Nothing but the lines from the one with "find the palm tree" through the final line of the entries below should be written out, each exactly as given.

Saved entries
-- -- --
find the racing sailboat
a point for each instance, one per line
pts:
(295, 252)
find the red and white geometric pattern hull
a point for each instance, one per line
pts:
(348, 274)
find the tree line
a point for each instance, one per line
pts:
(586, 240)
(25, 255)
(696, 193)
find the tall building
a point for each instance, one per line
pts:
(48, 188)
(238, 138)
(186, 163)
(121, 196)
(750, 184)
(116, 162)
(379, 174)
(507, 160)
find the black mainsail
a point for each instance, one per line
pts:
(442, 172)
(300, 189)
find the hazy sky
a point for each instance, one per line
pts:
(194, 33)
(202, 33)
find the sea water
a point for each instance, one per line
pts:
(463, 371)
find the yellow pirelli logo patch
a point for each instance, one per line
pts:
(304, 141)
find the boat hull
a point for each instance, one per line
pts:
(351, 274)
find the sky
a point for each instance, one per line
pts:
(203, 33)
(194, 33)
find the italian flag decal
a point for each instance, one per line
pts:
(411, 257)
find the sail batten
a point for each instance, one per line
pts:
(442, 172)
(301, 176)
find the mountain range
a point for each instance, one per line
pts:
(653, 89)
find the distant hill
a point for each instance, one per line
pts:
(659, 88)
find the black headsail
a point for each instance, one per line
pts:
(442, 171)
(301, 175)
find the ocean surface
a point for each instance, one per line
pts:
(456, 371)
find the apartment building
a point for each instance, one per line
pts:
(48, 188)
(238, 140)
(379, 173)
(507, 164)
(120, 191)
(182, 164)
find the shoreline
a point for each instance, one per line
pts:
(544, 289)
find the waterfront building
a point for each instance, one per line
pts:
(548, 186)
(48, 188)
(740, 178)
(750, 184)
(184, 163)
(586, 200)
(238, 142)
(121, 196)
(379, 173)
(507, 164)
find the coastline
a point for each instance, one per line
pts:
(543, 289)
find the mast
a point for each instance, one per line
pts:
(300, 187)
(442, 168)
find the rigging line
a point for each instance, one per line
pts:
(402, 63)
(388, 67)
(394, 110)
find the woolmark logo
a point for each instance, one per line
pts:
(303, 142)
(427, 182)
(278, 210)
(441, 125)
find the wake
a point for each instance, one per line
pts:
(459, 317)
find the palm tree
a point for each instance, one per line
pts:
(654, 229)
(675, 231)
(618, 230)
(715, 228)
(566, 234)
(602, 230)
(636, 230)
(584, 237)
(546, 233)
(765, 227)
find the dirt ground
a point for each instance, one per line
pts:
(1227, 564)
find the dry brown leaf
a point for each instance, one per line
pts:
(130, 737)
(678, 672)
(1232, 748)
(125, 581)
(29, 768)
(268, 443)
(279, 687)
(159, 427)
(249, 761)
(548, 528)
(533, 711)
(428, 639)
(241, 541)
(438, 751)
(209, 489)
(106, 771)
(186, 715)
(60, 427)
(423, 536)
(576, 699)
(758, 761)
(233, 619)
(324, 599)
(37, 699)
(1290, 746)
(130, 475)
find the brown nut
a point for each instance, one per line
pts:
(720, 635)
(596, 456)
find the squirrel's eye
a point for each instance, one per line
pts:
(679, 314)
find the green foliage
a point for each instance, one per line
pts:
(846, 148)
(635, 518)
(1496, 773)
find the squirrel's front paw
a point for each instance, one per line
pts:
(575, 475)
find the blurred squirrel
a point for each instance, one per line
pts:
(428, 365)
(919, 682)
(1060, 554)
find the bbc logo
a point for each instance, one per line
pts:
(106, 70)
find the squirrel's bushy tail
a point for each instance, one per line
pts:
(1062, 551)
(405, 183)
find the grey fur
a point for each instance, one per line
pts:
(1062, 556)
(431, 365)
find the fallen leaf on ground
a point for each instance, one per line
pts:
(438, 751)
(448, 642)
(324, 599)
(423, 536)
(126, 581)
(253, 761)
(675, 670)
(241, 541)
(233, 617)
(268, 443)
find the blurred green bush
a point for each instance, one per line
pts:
-- -- --
**TASK ANSWER**
find the palm tree
a point for each instance, one per line
pts:
(654, 229)
(675, 231)
(618, 230)
(715, 228)
(566, 234)
(602, 230)
(636, 230)
(584, 237)
(546, 233)
(765, 227)
find the dirt ground
a point for each instance, one per line
pts:
(1227, 564)
find the dry brown leaf
a point for each instance, one per line
pts:
(130, 737)
(678, 672)
(1232, 748)
(125, 581)
(29, 768)
(268, 443)
(279, 687)
(159, 427)
(249, 761)
(548, 528)
(533, 711)
(428, 639)
(241, 541)
(438, 751)
(209, 489)
(106, 771)
(186, 715)
(60, 427)
(423, 536)
(576, 699)
(758, 761)
(233, 619)
(324, 599)
(37, 699)
(1290, 746)
(130, 475)
find the brown nut
a point for each instance, one per line
pts:
(720, 635)
(596, 456)
find the squirrel's eye
a point for each instance, one per line
pts:
(679, 314)
find the green foliage
a point for each instance, one per line
pts:
(846, 148)
(635, 518)
(1496, 773)
find the squirrel's front paw
a point for each instance, one per line
pts:
(575, 475)
find the blurred squirrel
a point for each instance, one per line
pts:
(428, 365)
(919, 682)
(1060, 554)
find the bbc logo
a point for each instance, one per line
pts:
(106, 70)
find the squirrel's bushy tail
a point for each instance, one per line
pts:
(1062, 551)
(405, 183)
find the grey fur
a point for each instance, one per line
pts:
(1062, 556)
(431, 365)
find the fallen leaf on ground
a point for each instance, one per line
pts:
(438, 751)
(448, 642)
(324, 599)
(423, 536)
(126, 581)
(253, 761)
(675, 670)
(241, 541)
(233, 617)
(268, 443)
find the blurred green bush
a point for each instance, one per line
pts:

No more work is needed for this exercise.